» **WHAT IS NEEDED**
The required output is the line containing "trousers in the photo above." through the final line of the material below, printed exactly, with no other lines.

** START OF RECORDS PROVIDED **

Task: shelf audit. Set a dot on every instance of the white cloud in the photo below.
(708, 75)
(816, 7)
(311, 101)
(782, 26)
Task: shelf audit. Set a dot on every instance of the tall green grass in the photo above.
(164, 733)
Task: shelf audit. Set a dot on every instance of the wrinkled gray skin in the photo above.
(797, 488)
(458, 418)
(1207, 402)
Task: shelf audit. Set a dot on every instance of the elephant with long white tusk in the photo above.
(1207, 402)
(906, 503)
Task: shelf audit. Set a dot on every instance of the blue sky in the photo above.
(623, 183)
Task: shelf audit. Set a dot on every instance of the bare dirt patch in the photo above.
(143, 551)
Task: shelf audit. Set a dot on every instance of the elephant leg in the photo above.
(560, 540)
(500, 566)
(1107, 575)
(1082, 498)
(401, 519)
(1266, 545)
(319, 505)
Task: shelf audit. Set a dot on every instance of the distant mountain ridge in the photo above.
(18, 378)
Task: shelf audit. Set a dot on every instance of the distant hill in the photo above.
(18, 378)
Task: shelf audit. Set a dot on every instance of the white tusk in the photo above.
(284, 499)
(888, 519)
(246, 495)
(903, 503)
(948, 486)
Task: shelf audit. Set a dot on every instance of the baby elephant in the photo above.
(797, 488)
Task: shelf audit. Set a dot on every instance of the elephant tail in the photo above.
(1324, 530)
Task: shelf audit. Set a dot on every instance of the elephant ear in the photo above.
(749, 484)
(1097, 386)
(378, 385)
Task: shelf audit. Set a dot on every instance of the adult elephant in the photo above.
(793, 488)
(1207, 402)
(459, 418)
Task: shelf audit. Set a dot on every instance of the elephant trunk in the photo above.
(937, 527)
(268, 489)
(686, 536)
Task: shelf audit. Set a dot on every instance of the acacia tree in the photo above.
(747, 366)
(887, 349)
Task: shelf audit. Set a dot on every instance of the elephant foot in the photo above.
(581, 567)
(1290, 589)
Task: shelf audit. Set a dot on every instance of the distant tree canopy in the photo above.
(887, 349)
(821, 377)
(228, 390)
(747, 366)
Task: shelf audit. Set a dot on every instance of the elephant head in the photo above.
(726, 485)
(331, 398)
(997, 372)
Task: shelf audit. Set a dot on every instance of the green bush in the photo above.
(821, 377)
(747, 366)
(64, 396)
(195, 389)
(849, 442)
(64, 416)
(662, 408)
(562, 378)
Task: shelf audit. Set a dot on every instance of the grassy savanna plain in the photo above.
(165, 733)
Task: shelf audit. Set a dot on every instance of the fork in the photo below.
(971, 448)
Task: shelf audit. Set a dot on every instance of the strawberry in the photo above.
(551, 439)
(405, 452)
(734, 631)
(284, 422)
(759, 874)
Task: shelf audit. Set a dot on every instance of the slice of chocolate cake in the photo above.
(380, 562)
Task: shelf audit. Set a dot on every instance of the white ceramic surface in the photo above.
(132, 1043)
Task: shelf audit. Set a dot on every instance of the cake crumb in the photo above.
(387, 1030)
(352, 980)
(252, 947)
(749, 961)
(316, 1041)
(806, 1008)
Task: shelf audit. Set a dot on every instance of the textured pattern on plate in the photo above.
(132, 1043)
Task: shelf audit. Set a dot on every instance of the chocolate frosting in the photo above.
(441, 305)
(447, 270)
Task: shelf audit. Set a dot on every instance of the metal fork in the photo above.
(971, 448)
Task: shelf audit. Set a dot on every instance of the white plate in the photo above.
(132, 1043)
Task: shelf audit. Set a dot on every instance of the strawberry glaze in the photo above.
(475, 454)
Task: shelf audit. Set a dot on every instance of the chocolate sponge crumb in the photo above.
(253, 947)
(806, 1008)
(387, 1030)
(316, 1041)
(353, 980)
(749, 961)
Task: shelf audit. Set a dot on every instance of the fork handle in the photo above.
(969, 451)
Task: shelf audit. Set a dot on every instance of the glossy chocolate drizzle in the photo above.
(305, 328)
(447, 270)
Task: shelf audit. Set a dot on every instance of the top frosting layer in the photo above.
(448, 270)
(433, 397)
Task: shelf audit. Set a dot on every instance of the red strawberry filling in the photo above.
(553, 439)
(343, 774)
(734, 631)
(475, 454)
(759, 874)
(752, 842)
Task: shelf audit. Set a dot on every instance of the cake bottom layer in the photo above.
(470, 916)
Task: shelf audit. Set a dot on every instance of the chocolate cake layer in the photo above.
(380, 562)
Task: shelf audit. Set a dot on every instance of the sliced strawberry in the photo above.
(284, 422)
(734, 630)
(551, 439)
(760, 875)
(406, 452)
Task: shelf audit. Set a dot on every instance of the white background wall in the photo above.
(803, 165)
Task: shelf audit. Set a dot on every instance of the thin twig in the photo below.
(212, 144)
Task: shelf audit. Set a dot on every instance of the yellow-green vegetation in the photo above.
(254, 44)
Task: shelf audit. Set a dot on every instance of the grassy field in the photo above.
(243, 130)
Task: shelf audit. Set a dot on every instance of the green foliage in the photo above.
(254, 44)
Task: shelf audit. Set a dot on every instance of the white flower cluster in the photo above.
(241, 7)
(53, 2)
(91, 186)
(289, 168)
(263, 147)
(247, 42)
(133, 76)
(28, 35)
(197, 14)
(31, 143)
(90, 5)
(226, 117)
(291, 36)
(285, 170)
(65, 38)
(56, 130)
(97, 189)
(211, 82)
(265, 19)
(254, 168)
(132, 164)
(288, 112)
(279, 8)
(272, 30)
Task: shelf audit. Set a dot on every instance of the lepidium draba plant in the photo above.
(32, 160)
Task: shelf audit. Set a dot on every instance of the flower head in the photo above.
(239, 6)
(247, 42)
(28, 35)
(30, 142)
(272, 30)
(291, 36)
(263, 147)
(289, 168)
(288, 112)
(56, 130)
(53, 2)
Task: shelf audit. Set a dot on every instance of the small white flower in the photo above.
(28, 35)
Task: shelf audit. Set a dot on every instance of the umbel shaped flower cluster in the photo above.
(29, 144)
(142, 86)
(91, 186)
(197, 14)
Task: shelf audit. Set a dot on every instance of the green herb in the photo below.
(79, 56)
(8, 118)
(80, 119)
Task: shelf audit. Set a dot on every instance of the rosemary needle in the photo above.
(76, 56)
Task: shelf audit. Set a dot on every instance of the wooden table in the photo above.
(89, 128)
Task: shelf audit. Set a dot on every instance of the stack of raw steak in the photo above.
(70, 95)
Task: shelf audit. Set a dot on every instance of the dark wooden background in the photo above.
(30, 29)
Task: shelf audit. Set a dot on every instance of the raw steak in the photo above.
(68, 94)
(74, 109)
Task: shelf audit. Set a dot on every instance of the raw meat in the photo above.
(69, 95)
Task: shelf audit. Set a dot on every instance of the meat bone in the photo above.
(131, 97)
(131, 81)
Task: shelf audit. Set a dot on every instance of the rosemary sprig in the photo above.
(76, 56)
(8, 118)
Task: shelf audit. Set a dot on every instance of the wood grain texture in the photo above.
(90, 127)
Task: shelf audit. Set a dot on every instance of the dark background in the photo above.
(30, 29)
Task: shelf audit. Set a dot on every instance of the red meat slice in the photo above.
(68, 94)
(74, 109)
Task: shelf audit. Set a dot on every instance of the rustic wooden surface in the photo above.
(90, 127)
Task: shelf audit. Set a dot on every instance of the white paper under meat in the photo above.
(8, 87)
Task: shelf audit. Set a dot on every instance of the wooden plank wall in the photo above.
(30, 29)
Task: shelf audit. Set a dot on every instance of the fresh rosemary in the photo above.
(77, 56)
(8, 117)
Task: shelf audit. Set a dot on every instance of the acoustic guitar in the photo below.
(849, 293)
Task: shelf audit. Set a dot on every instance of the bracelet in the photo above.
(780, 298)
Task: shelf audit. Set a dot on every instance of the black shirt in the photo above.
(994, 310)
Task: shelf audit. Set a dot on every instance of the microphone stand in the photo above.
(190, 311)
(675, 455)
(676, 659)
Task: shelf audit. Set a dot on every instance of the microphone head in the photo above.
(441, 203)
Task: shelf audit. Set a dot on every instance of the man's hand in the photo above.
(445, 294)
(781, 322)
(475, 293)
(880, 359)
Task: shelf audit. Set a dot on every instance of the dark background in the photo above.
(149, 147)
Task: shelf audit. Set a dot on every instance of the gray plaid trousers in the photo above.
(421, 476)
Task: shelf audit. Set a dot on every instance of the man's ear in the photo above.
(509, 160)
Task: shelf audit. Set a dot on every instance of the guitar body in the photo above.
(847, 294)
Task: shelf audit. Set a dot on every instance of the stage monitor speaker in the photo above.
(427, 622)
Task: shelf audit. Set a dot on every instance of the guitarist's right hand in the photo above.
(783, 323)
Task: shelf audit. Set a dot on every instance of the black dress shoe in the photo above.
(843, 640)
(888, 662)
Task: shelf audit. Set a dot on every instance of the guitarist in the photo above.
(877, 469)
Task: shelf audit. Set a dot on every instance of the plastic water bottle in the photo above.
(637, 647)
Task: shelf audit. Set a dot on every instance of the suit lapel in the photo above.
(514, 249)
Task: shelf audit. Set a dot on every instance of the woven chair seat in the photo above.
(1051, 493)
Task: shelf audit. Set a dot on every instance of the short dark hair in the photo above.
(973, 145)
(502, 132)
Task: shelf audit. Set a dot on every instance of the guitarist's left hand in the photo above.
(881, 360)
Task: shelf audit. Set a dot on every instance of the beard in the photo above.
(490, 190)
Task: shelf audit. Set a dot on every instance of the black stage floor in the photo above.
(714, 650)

** END OF RECORDS PROVIDED **

» **THE COMPLETED TASK**
Task: shelf audit. Set a dot on every instance of the gray plaid trousers in the photo above.
(421, 476)
Task: shelf audit. Set a dot on every instance of the man's ear in the photo above.
(509, 160)
Task: shelf audit. Set a dot on every instance of the guitar body in the photo above.
(847, 294)
Task: shelf audit. Set a dot on every instance of the stage monitor speaker in the photo above.
(427, 622)
Task: shelf audit. Set a dot on every instance of the guitarist's right hand in the photo above.
(783, 323)
Task: shelf audit. Set a dot on every instance of the black dress shoe in the photo above.
(843, 640)
(888, 662)
Task: shelf audit. Set a dot on every instance of the guitarist in the photo above.
(877, 469)
Task: shelf audit. Set a dot on every instance of the plastic water bottle in the photo above.
(637, 647)
Task: shelf audit. Set a dot on every instance of the suit lapel in the photo above.
(514, 249)
Task: shelf audit. Set a dot on every instance of the woven chair seat in the photo above.
(1051, 493)
Task: shelf audit. Set a dot on every instance of the short dark hair in the photo above.
(973, 145)
(502, 132)
Task: shelf audit. Set a dot on every instance of the guitarist's left hand in the photo above.
(881, 360)
Task: shelf audit. Set a dot on every instance of the beard in the photo above.
(490, 190)
Task: shelf audit. Set a dot on every instance of the black stage floor in the photo above.
(714, 650)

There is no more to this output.